▸ **READING PASSAGE**:
━━━━━━━━━━━━━━━━

DR. STEIL: That’s correct. One of the – a great attractions of gold as a money, historically, is that the supply does react to the demand. That is, when people demand more gold, more supply is produced, but it’s very slow. The supply of gold can only be increased given the current state of technology and gold mining around the world, roughly about 6 percent maximum. That is, if there were a massive increase in the demand for gold, the supply couldn’t really adjust very radically. And frankly, that’s what has always made gold attractive.

For example, why has silver always failed as a money, even though historically, particularly during Middle Ages and the Renaissance, many countries were on a silver-based system, and that’s because too much of the stuff was produced. So people ran away from it and always kept coming back to gold.

So gold has some – it’s not a perfect money, by any stretch of the imagination. But it has some unique properties that other commodities don’t have: it’s extremely durable. Gold mined 10,000 years ago is the exact same chemically as gold mined today. You can’t tell any difference between the two. Supply does react to demand, but not too much. And you – as I said earlier, you can make gold into many different things. You can make it into machinery, you can make it into jewelry, so the fact that it has value in many different uses makes it unique as a currency.

QUESTION: But you have no specific ideas for the world establishing a kind of monetary system, you know, towards digital gold standards or something like that?

DR. STEIL: Yeah, well, I should emphasize that this is not something that I would expect governments to cooperate in. In fact, I would expect governments to try to criminalize it. In fact, in one circumstance, the U.S. Government, in fact, did try to criminalize one of these institutions for trying to create some form of alternative money. So I don’t believe that this is an alternative to the gold standard in the sense that governments will cooperate in its establishment. This would be something that would be produced privately because firms have an interest in supplying it and people are interested in the product. So it would happen organically on its own from market forces.

QUESTION: From market forces?

DR. STEIL: Yeah, from the – yeah, from market forces. I should emphasize that although I think there’s a lot of logic to the system, I think if we were actually to have to move in that direction, it would be disastrous for all of us, because it would represent a complete collapse in confidence in the current international monetary system. It would be a very, very painful transition from here to there.

So even given the flaws in the current system, I would rather stick with the current system. But that relies on the U.S. Government to really – significantly reestablish the credibility of U.S. monetary and fiscal policy. And I’m concerned about both of those things, very concerned.


QUESTION: You say the end of this current crisis –

DR. STEIL: The current crisis has already had several phases; at least two distinct ones, and I think it’s going to have several more. So in the first phase, if you remember from September 2007 to June 2008, the Federal Reserve was cutting interest rates dramatically, increasing the money supply dramatically. Inflation soared in the United States, hit almost six percent last summer. Commodities prices were soaring around the world. That was very much a result of U.S. monetary policy. And so everybody was concerned about inflation, commodities prices, the rise of certain commodity exporters who were not particularly friendly to the United States, in particular, Venezuela, Iran. And everybody’s focus was on that.

━━━━━━━━━━━━━━━━

Entries from a dataset:
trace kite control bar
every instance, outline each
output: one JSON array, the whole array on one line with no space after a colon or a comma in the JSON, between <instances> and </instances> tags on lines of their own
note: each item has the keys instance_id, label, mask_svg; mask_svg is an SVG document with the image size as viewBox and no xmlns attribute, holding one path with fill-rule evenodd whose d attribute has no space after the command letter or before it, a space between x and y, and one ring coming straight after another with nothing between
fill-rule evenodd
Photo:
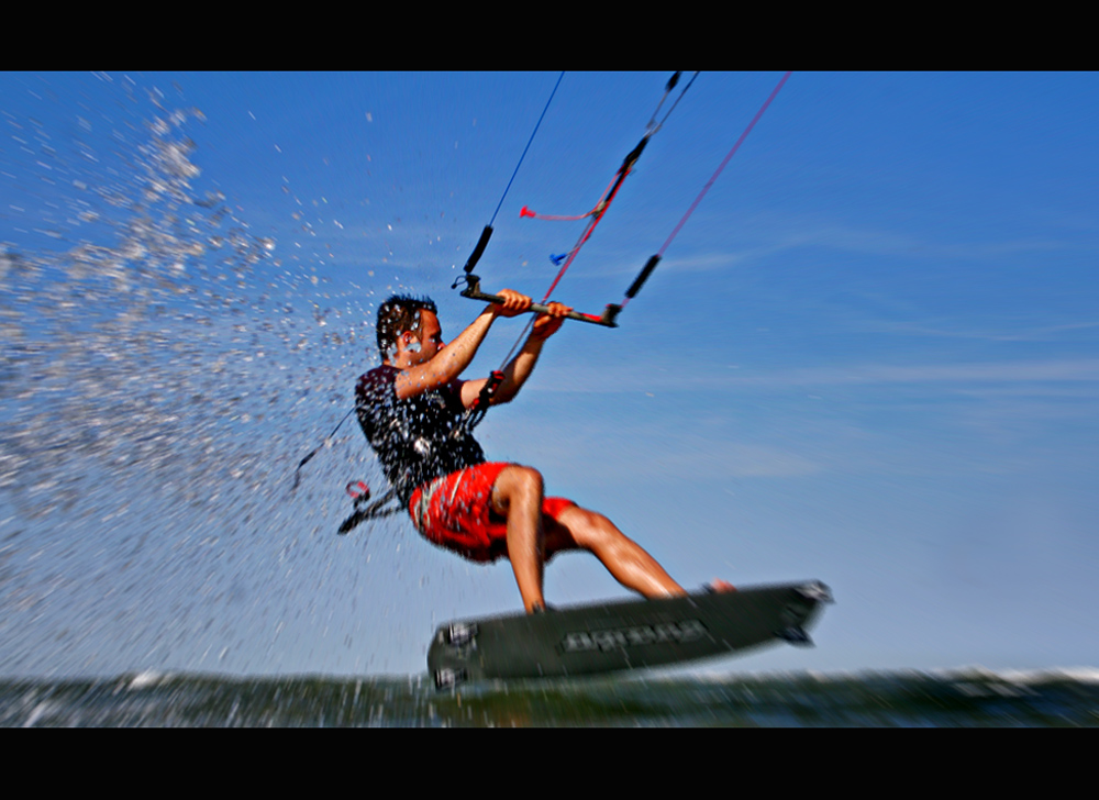
<instances>
[{"instance_id":1,"label":"kite control bar","mask_svg":"<svg viewBox=\"0 0 1099 800\"><path fill-rule=\"evenodd\" d=\"M466 281L466 288L462 290L462 297L467 297L470 300L485 300L490 303L502 303L504 299L499 295L486 295L480 290L480 278L478 278L473 273L462 276L462 280ZM602 325L604 327L618 327L614 322L614 318L618 316L618 312L622 310L622 307L609 304L601 316L596 316L595 314L581 314L578 311L569 311L565 314L566 319L577 320L578 322L590 322L593 325ZM546 314L550 313L550 307L543 305L542 303L531 303L530 313L534 314Z\"/></svg>"}]
</instances>

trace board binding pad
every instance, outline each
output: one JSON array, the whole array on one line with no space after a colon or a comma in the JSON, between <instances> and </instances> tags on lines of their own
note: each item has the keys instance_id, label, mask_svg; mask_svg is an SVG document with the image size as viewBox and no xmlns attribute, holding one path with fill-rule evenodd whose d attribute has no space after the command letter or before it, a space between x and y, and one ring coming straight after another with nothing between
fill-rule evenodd
<instances>
[{"instance_id":1,"label":"board binding pad","mask_svg":"<svg viewBox=\"0 0 1099 800\"><path fill-rule=\"evenodd\" d=\"M818 580L447 622L428 651L435 687L682 664L765 644L809 646L831 603Z\"/></svg>"}]
</instances>

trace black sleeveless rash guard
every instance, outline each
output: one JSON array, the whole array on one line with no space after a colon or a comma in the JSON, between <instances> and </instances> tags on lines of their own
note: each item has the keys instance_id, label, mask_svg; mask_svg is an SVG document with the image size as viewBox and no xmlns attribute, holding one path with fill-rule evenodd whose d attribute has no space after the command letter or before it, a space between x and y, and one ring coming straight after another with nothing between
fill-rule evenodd
<instances>
[{"instance_id":1,"label":"black sleeveless rash guard","mask_svg":"<svg viewBox=\"0 0 1099 800\"><path fill-rule=\"evenodd\" d=\"M358 379L355 410L389 485L408 505L417 487L485 463L485 453L458 424L465 413L457 387L447 385L400 400L397 367L382 365Z\"/></svg>"}]
</instances>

━━━━━━━━━━━━━━━━

▸ **SET TASK**: From the interview about gold, write out word for word the part that begins at the words "DR. STEIL: Yeah, from" and ends after "things, very concerned.". These rows have no connection to the interview about gold.

▸ **REPLY TO THE EXERCISE**:
DR. STEIL: Yeah, from the – yeah, from market forces. I should emphasize that although I think there’s a lot of logic to the system, I think if we were actually to have to move in that direction, it would be disastrous for all of us, because it would represent a complete collapse in confidence in the current international monetary system. It would be a very, very painful transition from here to there.

So even given the flaws in the current system, I would rather stick with the current system. But that relies on the U.S. Government to really – significantly reestablish the credibility of U.S. monetary and fiscal policy. And I’m concerned about both of those things, very concerned.